### Provided text
• • •
How can music stars make their concerts accessible?

Print this article

28 March 2024

By Achieve Researcher and Writer, Fi Bridger

Many renowned music stars including Taylor Swift, Pink, and Coldplay, have graced stages in Australia in recent times. For me, the true measure of the success of these big acts lies in their commitment to accessibility for all concert-goers, regardless of their abilities.  

It's imperative music artists cater to people who are blind, visually impaired, deaf, hearing impaired, use mobility aids, or who have non-visual disabilities, ensuring an inclusive experience for everyone eager to enjoy their music. 

Accessibility features needed include hearing loops, ramps, sunflower stars, braille materials, guide dogs, and companion dogs equipped with headphones.
• • •
### Provided information
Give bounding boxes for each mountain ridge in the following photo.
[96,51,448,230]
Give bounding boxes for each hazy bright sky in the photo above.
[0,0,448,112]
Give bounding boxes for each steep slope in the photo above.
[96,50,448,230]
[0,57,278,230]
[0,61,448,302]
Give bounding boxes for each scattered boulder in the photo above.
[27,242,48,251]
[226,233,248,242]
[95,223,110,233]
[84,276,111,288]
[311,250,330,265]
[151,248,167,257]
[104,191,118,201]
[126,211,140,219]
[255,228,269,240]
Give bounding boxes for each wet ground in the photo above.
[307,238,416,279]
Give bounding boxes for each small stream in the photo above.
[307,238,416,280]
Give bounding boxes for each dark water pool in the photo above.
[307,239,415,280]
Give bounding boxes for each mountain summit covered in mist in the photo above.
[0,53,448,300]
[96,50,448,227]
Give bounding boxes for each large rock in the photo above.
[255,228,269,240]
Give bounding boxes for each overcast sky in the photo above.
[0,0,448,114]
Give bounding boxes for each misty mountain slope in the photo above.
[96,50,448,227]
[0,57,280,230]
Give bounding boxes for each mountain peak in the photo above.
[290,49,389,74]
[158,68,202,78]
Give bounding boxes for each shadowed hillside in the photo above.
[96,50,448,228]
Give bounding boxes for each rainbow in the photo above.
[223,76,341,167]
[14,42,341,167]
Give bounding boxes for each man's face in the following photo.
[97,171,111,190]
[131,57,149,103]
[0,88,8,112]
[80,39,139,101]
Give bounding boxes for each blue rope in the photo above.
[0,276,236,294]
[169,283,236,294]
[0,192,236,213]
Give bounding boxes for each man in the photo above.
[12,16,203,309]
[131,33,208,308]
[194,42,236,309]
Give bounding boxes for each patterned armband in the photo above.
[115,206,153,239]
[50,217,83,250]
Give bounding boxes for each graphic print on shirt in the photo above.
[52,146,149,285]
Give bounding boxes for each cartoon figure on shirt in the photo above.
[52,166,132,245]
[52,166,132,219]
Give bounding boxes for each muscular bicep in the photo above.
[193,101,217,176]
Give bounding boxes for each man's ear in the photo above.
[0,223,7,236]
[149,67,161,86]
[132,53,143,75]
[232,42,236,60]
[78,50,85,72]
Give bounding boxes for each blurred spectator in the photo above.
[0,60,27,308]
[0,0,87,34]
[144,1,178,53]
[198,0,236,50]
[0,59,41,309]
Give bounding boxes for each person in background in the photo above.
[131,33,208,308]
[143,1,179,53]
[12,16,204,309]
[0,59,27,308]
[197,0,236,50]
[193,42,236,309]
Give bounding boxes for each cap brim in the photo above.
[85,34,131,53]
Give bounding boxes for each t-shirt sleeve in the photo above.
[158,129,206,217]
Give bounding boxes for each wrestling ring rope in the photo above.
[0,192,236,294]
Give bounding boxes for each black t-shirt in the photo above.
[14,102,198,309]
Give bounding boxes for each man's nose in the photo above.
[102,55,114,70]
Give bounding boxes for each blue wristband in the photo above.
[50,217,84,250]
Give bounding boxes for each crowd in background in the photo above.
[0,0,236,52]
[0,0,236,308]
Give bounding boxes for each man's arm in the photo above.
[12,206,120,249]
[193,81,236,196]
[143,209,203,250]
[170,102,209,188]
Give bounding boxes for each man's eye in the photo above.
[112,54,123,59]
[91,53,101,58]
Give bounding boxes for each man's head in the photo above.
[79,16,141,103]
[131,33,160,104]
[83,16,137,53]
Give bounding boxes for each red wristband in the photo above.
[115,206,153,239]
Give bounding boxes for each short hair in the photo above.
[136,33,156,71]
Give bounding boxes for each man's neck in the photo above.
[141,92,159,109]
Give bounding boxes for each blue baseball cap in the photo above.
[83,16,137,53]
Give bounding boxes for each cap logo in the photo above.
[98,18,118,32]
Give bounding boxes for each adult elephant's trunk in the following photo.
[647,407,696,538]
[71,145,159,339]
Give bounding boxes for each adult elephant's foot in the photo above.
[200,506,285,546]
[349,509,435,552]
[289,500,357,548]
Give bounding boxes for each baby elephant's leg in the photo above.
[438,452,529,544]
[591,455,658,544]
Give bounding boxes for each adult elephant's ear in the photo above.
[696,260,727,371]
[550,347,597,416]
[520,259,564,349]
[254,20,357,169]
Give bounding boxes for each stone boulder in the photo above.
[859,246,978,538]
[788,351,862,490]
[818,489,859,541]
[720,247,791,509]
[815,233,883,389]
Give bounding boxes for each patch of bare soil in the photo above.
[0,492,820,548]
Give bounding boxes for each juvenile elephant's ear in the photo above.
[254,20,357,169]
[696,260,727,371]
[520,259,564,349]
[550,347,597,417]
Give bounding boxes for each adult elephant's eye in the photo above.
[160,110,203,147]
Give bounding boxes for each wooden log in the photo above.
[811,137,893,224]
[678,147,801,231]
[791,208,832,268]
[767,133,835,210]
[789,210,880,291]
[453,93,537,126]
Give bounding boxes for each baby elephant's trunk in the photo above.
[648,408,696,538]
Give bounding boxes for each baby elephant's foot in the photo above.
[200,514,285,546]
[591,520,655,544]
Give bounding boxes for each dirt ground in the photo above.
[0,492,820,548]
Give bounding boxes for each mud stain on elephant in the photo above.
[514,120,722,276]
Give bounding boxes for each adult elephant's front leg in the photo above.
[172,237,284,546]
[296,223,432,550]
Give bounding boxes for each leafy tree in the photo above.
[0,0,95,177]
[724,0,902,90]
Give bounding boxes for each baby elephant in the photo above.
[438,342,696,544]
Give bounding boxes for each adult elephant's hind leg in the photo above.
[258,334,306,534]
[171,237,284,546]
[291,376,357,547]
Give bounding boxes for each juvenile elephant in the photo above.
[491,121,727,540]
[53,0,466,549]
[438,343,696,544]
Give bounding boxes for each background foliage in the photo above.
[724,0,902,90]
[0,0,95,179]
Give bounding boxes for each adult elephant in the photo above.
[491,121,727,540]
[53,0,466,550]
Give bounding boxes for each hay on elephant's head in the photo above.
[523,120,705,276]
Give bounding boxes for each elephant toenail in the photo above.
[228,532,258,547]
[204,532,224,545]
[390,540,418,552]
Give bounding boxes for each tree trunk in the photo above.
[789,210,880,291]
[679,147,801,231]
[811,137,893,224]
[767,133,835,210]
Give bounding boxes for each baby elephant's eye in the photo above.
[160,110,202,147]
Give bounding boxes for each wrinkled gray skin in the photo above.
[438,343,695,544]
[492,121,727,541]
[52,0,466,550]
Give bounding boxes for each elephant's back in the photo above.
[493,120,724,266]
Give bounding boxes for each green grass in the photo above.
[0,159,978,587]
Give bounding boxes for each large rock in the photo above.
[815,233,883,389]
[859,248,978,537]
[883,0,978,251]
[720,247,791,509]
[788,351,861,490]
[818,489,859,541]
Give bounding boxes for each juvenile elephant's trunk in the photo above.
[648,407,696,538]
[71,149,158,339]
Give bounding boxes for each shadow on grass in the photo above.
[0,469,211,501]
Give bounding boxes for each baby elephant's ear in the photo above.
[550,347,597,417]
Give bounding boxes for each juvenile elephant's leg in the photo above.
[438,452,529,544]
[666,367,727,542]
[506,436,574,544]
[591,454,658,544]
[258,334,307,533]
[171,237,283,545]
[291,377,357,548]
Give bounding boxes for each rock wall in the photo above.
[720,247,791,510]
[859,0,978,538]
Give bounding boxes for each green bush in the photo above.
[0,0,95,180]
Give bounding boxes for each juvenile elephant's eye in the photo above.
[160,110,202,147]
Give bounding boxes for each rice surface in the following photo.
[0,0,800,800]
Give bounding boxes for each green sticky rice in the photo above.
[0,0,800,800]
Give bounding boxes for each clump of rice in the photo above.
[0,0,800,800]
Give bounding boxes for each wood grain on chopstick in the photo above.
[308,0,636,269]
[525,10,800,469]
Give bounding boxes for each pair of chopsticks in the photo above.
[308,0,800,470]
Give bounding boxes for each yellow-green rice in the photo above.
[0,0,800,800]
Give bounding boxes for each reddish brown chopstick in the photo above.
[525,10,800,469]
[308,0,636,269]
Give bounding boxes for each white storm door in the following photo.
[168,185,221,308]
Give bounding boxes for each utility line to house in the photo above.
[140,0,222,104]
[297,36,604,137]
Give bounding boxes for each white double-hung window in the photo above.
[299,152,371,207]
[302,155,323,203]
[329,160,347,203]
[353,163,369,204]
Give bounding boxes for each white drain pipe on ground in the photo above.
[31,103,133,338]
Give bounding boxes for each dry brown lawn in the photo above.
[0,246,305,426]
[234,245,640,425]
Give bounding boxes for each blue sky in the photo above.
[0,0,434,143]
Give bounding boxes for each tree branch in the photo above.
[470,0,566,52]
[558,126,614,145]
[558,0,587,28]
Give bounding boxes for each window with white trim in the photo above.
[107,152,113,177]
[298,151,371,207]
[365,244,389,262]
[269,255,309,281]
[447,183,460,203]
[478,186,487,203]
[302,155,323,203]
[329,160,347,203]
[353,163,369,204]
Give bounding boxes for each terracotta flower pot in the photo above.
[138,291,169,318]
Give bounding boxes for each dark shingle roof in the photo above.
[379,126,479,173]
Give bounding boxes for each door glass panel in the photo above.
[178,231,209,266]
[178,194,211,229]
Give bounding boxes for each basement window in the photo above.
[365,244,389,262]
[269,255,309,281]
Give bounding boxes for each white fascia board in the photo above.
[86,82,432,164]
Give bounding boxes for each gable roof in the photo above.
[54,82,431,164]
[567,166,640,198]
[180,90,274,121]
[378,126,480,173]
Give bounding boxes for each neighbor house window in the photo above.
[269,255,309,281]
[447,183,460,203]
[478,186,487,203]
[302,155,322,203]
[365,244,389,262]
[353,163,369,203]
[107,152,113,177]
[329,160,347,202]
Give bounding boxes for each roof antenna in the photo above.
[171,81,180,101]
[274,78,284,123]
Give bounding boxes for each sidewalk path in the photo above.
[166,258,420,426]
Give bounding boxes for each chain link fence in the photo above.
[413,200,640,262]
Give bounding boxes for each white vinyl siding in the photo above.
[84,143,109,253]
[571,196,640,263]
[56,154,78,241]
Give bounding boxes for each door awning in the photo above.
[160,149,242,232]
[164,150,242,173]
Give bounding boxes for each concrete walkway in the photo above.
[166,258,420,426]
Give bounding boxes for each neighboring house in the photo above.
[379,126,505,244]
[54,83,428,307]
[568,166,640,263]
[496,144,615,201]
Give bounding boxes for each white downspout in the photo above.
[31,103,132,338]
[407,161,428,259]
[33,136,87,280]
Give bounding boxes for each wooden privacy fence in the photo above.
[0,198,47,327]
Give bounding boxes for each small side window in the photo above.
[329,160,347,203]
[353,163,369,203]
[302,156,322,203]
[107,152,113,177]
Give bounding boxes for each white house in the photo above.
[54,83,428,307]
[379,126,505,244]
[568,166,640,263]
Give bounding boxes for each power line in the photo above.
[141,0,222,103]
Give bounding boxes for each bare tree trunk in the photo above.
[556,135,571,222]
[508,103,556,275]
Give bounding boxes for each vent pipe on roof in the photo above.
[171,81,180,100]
• • •
### Tasks
- A) Please answer these questions using the concert accessibility article:
(i) Which music stars does it name as having performed in Australia recently?
(ii) On what date was it published?
(iii) Which accessibility features does it list as needed?
- B) Print the stretch of the concert accessibility article from "Accessibility features needed" through "equipped with headphones.".

### Worked answers
- A)
(i) Taylor Swift, Pink, and Coldplay.
(ii) 28 March 2024.
(iii) Hearing loops, ramps, sunflower stars, braille materials, guide dogs, and companion dogs equipped with headphones.

- B)
Accessibility features needed include hearing loops, ramps, sunflower stars, braille materials, guide dogs, and companion dogs equipped with headphones.